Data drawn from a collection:
########

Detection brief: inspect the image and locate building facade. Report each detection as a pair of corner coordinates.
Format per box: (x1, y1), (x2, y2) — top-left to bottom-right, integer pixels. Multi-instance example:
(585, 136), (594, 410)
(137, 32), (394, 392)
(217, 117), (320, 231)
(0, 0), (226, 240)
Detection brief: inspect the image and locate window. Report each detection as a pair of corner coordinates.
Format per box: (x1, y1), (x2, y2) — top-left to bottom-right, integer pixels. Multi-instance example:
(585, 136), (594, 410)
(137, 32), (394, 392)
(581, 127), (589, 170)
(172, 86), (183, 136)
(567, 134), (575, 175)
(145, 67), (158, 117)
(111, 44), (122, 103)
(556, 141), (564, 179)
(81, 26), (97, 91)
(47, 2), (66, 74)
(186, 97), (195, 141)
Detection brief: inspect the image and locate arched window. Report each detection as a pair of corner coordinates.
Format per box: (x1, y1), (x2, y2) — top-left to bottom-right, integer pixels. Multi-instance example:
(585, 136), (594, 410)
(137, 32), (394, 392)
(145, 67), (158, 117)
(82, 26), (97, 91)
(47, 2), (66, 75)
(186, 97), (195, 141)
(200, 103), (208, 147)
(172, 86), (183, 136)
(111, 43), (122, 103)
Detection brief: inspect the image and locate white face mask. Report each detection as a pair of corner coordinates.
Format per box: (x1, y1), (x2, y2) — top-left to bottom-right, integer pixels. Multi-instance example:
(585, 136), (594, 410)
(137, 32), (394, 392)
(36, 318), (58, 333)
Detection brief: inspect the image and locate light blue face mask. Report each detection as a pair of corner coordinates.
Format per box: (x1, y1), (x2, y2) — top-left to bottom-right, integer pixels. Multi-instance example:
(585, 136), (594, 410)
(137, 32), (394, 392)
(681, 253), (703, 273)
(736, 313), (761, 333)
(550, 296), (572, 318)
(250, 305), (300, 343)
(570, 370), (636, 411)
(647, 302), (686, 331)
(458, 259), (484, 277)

########

Task goal =
Reproduce every line of the data above verbatim, from the first line to the last.

Written reply =
Detection brief: inspect the image and locate building facade. Report each detection as a pair of corner coordinates.
Format per box: (x1, y1), (x2, y2) — top-left to bottom-right, integer pixels. Multi-instance example:
(585, 136), (594, 410)
(137, 32), (394, 392)
(217, 117), (320, 231)
(0, 0), (226, 240)
Detection brief: inspect the image and locate window. Report each detection as a pair of corner coordinates.
Format per box: (x1, y1), (x2, y2) — top-left to bottom-right, integer pixels. Multi-instance example:
(585, 136), (594, 410)
(137, 32), (394, 392)
(581, 127), (589, 170)
(172, 86), (183, 136)
(567, 134), (575, 175)
(145, 67), (158, 117)
(111, 44), (122, 103)
(556, 141), (564, 179)
(81, 26), (97, 91)
(47, 2), (66, 74)
(186, 97), (195, 141)
Detection brief: inspect the image and locate arched window. Report each detection as a pair of corner coordinates.
Format per box: (x1, y1), (x2, y2) — top-left to bottom-right, integer pixels. Multi-instance example:
(585, 136), (594, 410)
(137, 32), (394, 392)
(145, 67), (158, 117)
(82, 26), (97, 91)
(47, 2), (66, 75)
(186, 97), (195, 141)
(200, 103), (208, 147)
(172, 86), (183, 136)
(111, 43), (122, 103)
Detection brief: inspect the image and locate white face mask. Report each detection as a pair of corner coordinates.
Format per box: (x1, y1), (x2, y2) — top-left to bottom-right, integer pixels. Multi-instance example:
(585, 136), (594, 410)
(137, 32), (394, 392)
(36, 318), (58, 333)
Detection brief: inspect the image and locate light blue face mask. Report each detection as a pair of corner coordinates.
Format per box: (x1, y1), (x2, y2) — top-left to bottom-right, integer pixels. Multi-instance example:
(585, 136), (594, 410)
(137, 32), (394, 392)
(681, 253), (703, 273)
(736, 313), (761, 333)
(550, 296), (572, 318)
(250, 305), (300, 343)
(570, 370), (636, 411)
(647, 302), (686, 331)
(458, 259), (484, 277)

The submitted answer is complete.